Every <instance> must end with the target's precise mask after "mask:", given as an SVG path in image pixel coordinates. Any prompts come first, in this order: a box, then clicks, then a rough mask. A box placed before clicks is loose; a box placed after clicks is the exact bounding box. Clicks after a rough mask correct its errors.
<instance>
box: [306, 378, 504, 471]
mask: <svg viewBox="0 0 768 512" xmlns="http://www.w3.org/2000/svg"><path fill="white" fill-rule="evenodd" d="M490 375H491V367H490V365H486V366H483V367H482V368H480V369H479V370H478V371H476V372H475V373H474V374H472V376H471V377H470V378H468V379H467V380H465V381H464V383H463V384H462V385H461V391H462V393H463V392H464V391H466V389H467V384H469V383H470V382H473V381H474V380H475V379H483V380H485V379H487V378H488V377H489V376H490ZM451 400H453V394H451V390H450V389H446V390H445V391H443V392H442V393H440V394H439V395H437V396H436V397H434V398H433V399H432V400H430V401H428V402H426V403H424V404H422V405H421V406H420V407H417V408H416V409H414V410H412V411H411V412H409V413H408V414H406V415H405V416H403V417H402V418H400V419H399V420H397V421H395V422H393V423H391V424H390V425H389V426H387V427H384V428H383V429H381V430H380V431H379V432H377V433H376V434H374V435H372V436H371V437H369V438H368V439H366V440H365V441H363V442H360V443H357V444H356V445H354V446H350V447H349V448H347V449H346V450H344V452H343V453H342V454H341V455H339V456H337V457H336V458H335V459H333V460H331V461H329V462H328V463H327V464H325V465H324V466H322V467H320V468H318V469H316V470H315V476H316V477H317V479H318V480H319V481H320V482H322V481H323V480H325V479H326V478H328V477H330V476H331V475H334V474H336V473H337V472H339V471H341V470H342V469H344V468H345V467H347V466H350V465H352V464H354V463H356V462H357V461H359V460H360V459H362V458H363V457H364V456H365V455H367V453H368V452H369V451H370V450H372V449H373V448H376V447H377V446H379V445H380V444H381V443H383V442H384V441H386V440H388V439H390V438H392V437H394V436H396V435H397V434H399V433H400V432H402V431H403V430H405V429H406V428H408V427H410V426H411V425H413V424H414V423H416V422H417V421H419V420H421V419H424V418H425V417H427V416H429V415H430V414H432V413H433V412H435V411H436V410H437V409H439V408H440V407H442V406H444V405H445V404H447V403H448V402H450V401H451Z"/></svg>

---

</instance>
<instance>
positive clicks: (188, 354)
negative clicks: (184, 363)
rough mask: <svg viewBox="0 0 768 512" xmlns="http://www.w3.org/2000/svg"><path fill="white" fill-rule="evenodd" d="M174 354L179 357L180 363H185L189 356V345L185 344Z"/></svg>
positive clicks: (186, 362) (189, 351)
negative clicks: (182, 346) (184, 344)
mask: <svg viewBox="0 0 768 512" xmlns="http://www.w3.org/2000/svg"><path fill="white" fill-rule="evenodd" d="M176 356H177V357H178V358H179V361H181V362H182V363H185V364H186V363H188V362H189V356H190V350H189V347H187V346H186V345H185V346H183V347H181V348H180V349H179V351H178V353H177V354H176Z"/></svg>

--

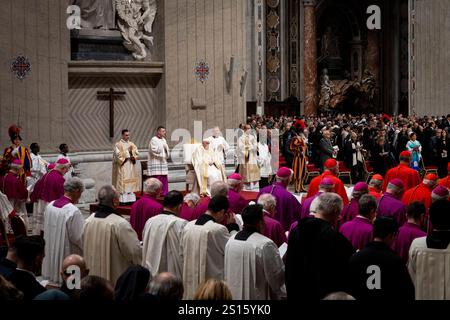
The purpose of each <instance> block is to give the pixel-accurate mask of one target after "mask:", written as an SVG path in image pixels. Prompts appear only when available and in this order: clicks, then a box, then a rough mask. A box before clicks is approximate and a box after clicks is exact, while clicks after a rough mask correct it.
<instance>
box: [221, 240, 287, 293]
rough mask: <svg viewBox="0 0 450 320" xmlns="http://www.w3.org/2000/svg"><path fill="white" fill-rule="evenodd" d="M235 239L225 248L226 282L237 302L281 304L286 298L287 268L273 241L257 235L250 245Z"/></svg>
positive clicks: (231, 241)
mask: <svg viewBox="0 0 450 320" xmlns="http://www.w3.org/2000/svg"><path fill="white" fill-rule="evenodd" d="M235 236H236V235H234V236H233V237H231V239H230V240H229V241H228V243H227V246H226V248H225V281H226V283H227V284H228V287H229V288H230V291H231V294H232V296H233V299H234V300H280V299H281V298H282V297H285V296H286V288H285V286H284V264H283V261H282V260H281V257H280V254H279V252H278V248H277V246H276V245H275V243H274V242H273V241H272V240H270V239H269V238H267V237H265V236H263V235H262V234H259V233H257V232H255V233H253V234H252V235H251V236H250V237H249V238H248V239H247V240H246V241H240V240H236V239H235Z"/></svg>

## PROBLEM TO WORK ON
Above are the records; report each line in them that includes the word "correct".

## TASK ANSWER
Every <instance> must end with the target's precise mask after "mask:", given as an SVG path in image pixel coordinates. Any prompts come first, in this order: a box, then clicks, then a rough mask. A box placed before clicks is loose; a box placed after clicks is the exact bounding box. Clicks after a rough mask correct its errors.
The purpose of each <instance> block is to give the pixel-accurate mask of one target after "mask:", written as an SVG path in image pixels. Prompts appear only when available and in this order: clicks, then a box, then a rough mask. A box before clicks is approximate and a box after clicks is exact, while clicks after a rough mask correct it.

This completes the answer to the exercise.